## Directive
Copy out, character for character, the part of the data below that opens with the line containing "irish tricolour flag?" and closes with the line containing "[431,0,484,27]", including both of those lines.

## Stored records
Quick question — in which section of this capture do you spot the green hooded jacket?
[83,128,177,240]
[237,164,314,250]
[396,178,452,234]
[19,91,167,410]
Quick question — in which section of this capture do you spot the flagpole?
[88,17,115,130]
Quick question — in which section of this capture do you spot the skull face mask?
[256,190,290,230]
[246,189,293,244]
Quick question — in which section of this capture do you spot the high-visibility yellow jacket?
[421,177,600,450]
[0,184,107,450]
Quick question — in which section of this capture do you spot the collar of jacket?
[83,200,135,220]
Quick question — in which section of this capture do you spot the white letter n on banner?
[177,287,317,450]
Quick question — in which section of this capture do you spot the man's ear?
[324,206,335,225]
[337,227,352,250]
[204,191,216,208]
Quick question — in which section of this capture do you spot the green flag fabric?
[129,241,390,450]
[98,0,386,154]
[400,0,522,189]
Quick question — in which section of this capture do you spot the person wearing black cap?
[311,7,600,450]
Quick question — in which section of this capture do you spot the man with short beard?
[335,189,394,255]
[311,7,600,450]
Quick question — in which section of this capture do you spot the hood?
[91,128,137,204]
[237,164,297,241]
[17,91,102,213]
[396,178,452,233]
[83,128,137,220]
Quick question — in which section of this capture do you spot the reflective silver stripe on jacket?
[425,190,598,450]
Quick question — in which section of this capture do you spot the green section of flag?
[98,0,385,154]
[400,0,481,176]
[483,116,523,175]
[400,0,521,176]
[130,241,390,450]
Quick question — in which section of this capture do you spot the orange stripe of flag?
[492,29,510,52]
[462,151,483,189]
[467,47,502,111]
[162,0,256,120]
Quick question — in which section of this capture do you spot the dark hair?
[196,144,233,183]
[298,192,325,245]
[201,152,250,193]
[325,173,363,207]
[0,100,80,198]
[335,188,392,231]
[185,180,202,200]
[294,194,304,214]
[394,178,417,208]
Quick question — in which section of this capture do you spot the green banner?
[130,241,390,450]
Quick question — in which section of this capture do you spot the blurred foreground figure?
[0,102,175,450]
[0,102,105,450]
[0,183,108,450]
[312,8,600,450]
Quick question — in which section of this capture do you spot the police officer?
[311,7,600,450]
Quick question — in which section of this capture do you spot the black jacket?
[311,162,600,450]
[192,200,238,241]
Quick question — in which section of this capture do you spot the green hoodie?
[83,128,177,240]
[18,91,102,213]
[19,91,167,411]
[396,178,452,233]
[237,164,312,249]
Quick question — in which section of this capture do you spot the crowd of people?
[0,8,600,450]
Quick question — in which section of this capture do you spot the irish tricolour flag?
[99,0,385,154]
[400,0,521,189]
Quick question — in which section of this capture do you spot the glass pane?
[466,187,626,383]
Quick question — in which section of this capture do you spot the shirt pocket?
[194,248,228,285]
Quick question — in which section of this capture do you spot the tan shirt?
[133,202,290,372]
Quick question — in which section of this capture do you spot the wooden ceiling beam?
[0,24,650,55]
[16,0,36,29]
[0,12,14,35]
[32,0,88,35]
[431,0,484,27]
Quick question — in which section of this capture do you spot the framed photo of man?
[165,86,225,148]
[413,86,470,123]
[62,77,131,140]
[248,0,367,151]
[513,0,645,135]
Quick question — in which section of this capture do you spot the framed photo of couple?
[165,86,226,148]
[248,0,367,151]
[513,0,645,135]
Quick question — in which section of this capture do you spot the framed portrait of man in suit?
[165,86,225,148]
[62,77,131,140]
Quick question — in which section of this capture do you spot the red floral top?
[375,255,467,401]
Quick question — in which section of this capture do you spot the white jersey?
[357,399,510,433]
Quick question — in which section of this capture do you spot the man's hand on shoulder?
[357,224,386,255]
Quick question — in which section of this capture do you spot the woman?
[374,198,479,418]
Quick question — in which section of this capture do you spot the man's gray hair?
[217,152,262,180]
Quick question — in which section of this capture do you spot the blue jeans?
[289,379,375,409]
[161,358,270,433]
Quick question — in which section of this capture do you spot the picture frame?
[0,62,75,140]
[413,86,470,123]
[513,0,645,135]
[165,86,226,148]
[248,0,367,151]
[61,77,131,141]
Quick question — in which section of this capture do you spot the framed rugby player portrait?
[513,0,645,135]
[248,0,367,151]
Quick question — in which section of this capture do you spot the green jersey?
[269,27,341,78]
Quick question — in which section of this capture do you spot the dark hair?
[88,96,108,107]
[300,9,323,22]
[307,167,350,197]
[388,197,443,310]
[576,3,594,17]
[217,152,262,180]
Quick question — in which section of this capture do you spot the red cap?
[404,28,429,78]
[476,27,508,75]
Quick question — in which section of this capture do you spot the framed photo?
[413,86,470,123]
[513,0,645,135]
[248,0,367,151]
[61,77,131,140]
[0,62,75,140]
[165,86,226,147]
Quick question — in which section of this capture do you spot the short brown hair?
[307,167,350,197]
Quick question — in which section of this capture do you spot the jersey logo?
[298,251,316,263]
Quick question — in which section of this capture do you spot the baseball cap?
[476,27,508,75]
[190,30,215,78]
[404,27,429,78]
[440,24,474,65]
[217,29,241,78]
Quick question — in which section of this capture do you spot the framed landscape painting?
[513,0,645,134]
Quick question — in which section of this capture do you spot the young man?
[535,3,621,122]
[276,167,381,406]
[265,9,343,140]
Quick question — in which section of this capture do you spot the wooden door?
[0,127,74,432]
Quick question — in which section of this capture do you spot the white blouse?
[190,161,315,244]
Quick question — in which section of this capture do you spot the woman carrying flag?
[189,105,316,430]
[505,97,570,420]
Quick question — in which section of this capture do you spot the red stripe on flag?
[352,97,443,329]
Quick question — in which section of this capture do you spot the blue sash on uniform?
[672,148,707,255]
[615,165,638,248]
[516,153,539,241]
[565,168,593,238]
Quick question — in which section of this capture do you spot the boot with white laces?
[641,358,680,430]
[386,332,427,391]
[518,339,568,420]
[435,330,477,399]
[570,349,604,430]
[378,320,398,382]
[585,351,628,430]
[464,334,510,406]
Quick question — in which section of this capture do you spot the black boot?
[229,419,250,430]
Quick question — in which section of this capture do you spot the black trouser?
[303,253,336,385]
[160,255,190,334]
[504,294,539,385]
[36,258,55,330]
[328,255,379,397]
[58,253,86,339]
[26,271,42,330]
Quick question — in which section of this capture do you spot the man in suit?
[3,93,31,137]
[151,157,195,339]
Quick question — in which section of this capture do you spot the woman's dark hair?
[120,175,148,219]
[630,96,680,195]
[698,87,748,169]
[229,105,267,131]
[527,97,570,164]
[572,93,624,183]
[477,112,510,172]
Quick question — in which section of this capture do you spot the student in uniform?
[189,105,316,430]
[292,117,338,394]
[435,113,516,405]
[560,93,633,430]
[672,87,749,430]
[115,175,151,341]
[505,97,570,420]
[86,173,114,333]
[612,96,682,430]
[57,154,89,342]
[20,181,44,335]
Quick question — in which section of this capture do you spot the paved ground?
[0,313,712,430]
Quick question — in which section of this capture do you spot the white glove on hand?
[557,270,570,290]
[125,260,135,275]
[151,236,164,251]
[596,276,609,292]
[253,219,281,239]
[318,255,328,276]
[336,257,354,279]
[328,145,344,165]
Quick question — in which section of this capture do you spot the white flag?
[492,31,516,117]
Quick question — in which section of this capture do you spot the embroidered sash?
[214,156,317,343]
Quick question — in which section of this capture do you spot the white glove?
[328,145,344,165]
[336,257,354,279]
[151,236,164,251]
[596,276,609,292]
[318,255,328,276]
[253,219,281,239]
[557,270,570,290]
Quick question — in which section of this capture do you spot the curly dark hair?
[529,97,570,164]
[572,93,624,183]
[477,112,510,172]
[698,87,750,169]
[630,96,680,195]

## Written answer
Quick question — in which section of this capture do you spot the irish tricolour flag?
[99,0,385,154]
[400,0,521,189]
Quick question — in which section of this capture do you spot the glass pane?
[466,187,626,383]
Quick question — in which section of this capture do you spot the shirt pocket?
[194,248,228,285]
Quick question — in which section of this capture do you spot the tan shirt?
[133,202,290,372]
Quick question — in which section of this capture do you spot the wooden ceiling beam?
[0,24,650,55]
[16,0,36,29]
[0,12,14,35]
[32,0,88,35]
[431,0,484,27]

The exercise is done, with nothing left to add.